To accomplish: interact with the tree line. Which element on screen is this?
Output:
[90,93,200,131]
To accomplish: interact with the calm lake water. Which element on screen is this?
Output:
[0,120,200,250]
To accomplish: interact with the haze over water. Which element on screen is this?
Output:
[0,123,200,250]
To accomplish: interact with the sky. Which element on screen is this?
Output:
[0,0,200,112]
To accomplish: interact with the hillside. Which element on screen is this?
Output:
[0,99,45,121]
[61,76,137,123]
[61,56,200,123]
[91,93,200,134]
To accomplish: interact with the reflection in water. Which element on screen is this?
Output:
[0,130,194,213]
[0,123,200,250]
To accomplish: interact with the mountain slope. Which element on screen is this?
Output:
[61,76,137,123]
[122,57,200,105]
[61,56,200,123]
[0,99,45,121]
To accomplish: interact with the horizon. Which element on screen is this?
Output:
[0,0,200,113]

**********

GIVEN PROBLEM → Please rewrite the data above with each "To accomplish" changed to "Objective" and everything else left as is.

WRITTEN REPLY →
Objective: interact with the tree line. Which element on screen is this?
Output:
[90,93,200,131]
Objective: interact with the calm lake water. Which element on screen is this?
Output:
[0,120,200,250]
Objective: interact with the haze over water. Which element on screen is this?
Output:
[0,123,200,250]
Objective: interact with the sky. Which element on screen is this?
Output:
[0,0,200,112]
Objective: interact with the hillside. Which element on screen is this?
Output:
[0,99,45,121]
[61,76,137,123]
[61,56,200,123]
[91,93,200,134]
Objective: interact with the reflection in water. Which element on screen is this?
Output:
[0,130,194,213]
[0,123,200,250]
Objective: interact with the mountain slope. Which element on screen is this?
Output:
[61,76,137,123]
[122,57,200,105]
[61,56,200,123]
[0,99,45,121]
Objective: interact with the horizon. Which element on screen is this?
Output:
[0,0,200,113]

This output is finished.